▶ Try it
Select from the data all lines with the word "body".

+++ Study material

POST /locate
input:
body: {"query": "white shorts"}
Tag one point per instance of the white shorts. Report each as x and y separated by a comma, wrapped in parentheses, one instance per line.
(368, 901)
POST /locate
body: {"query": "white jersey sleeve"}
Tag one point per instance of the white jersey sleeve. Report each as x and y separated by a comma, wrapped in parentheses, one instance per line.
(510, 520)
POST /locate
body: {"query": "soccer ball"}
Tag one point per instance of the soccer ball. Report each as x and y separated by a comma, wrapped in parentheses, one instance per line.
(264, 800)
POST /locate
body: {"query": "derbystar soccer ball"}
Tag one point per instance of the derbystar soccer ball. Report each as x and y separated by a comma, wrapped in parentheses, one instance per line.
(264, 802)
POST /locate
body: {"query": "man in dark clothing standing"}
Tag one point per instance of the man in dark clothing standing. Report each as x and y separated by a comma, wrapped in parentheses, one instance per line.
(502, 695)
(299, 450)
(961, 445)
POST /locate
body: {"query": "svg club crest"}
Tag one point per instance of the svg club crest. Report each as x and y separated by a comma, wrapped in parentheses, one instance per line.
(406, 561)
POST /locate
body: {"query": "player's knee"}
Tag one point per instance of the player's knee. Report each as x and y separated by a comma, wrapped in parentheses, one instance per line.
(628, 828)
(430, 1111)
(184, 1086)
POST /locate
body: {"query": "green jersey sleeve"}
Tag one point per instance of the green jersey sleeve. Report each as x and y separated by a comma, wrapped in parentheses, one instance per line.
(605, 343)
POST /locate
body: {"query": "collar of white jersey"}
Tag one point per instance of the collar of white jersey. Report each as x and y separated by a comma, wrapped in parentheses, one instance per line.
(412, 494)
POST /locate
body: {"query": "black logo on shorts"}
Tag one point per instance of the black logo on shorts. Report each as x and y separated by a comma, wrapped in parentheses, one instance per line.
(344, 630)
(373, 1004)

++++++

▶ Written solution
body: {"query": "white shorts"}
body: {"query": "white jersey sleeve"}
body: {"query": "soccer ball"}
body: {"query": "derbystar soccer ball"}
body: {"query": "man in dark clothing standing"}
body: {"query": "svg club crest"}
body: {"query": "player's knee"}
body: {"query": "green jersey sleeve"}
body: {"query": "collar of white jersey"}
body: {"query": "black logo on shorts"}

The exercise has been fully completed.